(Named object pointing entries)
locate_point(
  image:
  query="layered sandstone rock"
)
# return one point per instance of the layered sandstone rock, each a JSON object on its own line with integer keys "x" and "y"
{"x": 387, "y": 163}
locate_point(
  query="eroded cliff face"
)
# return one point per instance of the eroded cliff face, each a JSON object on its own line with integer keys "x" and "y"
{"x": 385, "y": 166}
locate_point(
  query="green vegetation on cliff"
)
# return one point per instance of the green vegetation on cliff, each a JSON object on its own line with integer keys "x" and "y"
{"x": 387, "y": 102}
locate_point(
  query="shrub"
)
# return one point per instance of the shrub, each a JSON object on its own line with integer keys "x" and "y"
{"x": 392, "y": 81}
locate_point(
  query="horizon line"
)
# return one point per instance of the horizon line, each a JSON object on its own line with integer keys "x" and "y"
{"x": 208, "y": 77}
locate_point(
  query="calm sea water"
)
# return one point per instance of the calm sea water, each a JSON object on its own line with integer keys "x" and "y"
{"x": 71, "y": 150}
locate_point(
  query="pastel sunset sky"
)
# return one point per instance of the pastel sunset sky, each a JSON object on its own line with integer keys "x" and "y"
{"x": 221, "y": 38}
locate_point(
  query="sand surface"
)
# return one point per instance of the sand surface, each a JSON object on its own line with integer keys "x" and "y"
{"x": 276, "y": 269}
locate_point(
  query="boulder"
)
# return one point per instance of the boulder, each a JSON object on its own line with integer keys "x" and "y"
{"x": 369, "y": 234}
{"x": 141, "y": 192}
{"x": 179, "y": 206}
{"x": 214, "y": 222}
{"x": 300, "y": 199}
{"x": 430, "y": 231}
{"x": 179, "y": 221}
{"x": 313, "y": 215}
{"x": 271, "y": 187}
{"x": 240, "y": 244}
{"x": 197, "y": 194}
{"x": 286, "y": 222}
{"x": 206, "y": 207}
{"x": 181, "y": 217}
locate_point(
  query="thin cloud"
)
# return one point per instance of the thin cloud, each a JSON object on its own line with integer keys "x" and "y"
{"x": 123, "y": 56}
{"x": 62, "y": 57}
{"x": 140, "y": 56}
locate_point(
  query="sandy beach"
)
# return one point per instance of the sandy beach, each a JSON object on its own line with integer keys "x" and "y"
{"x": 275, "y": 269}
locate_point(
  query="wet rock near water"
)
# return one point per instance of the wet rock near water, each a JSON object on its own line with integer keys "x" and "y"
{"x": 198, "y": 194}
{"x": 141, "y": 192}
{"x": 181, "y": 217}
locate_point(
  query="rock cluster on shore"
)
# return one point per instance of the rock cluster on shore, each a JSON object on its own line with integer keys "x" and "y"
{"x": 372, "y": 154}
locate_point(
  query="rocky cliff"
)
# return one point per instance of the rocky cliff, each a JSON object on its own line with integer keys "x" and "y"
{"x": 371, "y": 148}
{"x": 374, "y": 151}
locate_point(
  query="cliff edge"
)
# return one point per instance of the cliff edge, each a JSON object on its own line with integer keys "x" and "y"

### Short exercise
Would you reproduce the material above in full, exactly as given?

### Right answer
locate_point(
  image:
  query="layered sandstone rock"
)
# return one point per instance of the layered sandstone rock, each a JSON object on its own line with integer keys "x" and "y"
{"x": 387, "y": 163}
locate_point(
  query="eroded cliff face"
)
# return one point per instance of the eroded cliff face, each a JSON object on its own line with integer keys "x" and "y"
{"x": 385, "y": 166}
locate_point(
  query="green vegetation on cliff"
)
# return one point per instance of the green vegetation on cliff, each a JSON object on its own line with integer keys "x" and "y"
{"x": 387, "y": 102}
locate_point(
  query="shrub"
)
# return one point per instance of the shrub, each a JSON object on its own line with integer keys "x" and "y"
{"x": 392, "y": 81}
locate_point(
  query="horizon line"
)
# return one point per instance of the horizon line, each a JSON object on its own line with integer keys "x" and "y"
{"x": 208, "y": 77}
locate_point(
  query="calm sea water"
)
# return one point per instance of the calm sea water, each a JSON object on its own line with integer keys "x" and "y"
{"x": 71, "y": 150}
locate_point(
  query="pastel sunset sky"
)
# return one point per instance of the pastel sunset sky, each a JSON object on its own line with integer keys "x" and "y"
{"x": 221, "y": 38}
locate_point(
  query="sand surface"
)
# return one point per instance of the sand surface, each a JSON object on its own line with integer keys "x" and "y"
{"x": 276, "y": 269}
locate_point(
  query="boulder"
)
# return one point per instance of the boulder, each a JSON object on its own line with integer keys "x" and "y"
{"x": 369, "y": 234}
{"x": 141, "y": 192}
{"x": 179, "y": 206}
{"x": 214, "y": 222}
{"x": 300, "y": 199}
{"x": 430, "y": 231}
{"x": 179, "y": 221}
{"x": 313, "y": 215}
{"x": 271, "y": 187}
{"x": 240, "y": 244}
{"x": 197, "y": 194}
{"x": 286, "y": 222}
{"x": 206, "y": 207}
{"x": 181, "y": 217}
locate_point(
  query="thin cloud"
)
# return one point per instance of the thin cloud, each a JSON object on its own line with integer keys "x" and "y"
{"x": 123, "y": 56}
{"x": 62, "y": 57}
{"x": 140, "y": 56}
locate_point(
  query="sandy beach"
)
# return one point per instance of the sandy beach, each a JSON object on its own line with integer keys "x" and "y"
{"x": 275, "y": 269}
locate_point(
  query="wet rock near water"
)
# return one point per instance of the wet rock near water, each a JSON object on its own line with integer keys "x" and "y"
{"x": 198, "y": 194}
{"x": 141, "y": 192}
{"x": 181, "y": 217}
locate_point(
  query="rock cluster on shore"
)
# return one point per instance of the rock cluster on shore, each a JSON object on its own line with integer keys "x" and "y"
{"x": 372, "y": 154}
locate_point(
  query="rocky cliff"
)
# return one point per instance of the rocky cliff, each a JSON object on its own line with integer keys "x" and "y"
{"x": 371, "y": 148}
{"x": 374, "y": 151}
locate_point(
  query="cliff edge"
)
# return one point per instance of the cliff edge, each a JSON object on its own line with integer keys "x" and "y"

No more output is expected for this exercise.